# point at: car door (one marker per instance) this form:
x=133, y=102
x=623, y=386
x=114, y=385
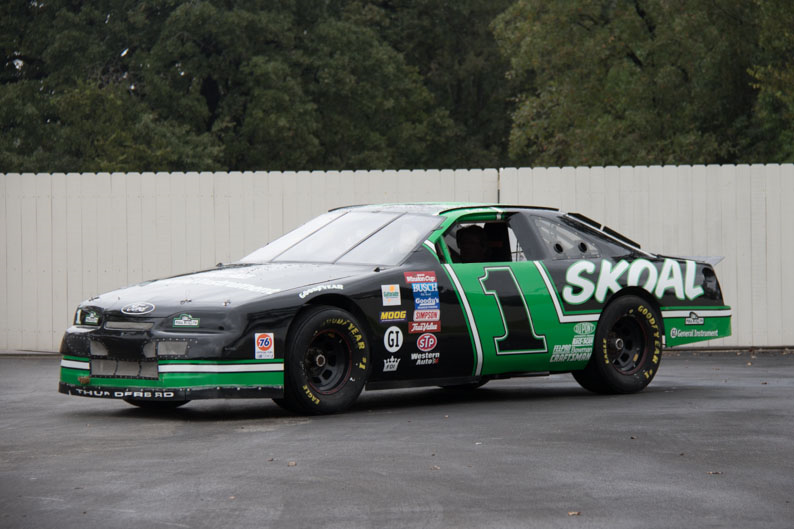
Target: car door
x=510, y=313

________________

PROBLEM DESCRIPTION ▸ Return every line above verbatim, pictures excluded.

RESPONSE ▸
# point at: car door (one marker per instance) this form:
x=133, y=102
x=623, y=386
x=114, y=385
Target: car door
x=510, y=313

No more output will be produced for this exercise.